◆ **Material provided**:
━━━━━━━━━━━━━━━━━━━━━━━━━━━━━━

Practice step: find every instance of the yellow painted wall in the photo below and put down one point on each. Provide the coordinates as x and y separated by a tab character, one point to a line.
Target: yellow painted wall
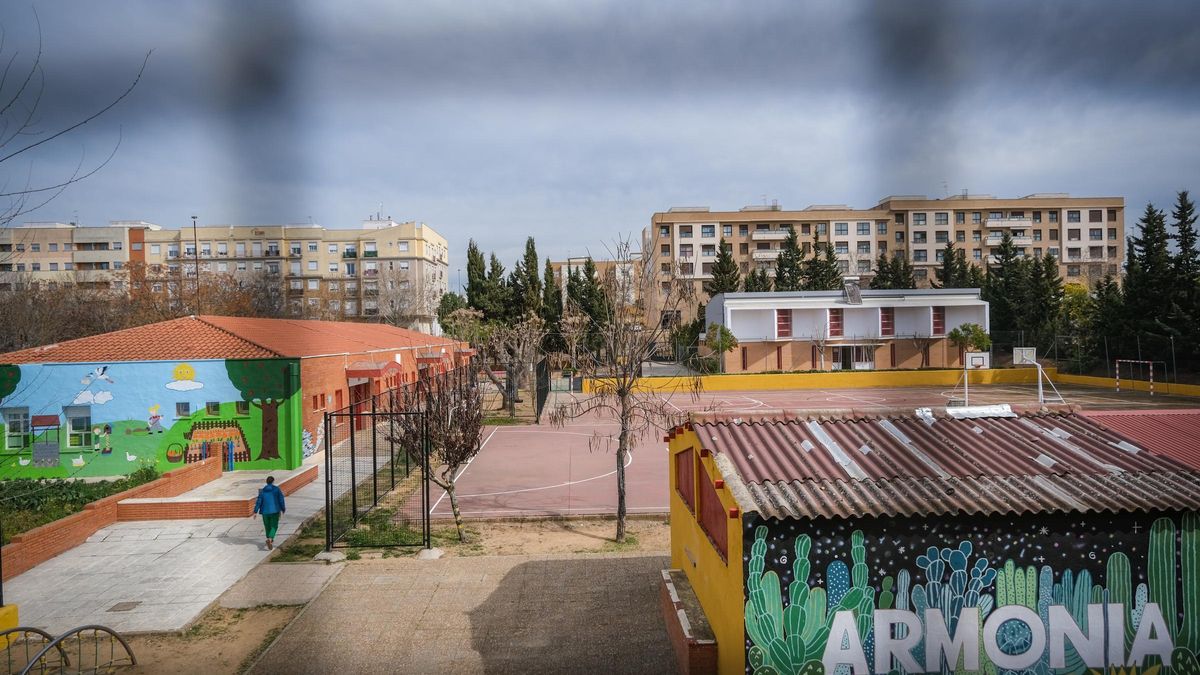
1131	384
718	584
840	380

━━━━━━━━━━━━━━━━━━━━━━━━━━━━━━

◆ **Goal of the exercise**: Reproduce the full listing verbatim so that only the pictures are missing.

◆ **Result of the exercise**:
Practice step: find every instance of the yellow painted wall in the photo below and put down one point on each. Provide the coordinates as x and y separated by a tab character, one point to a line.
Target: yellow painted wall
1131	384
718	584
840	380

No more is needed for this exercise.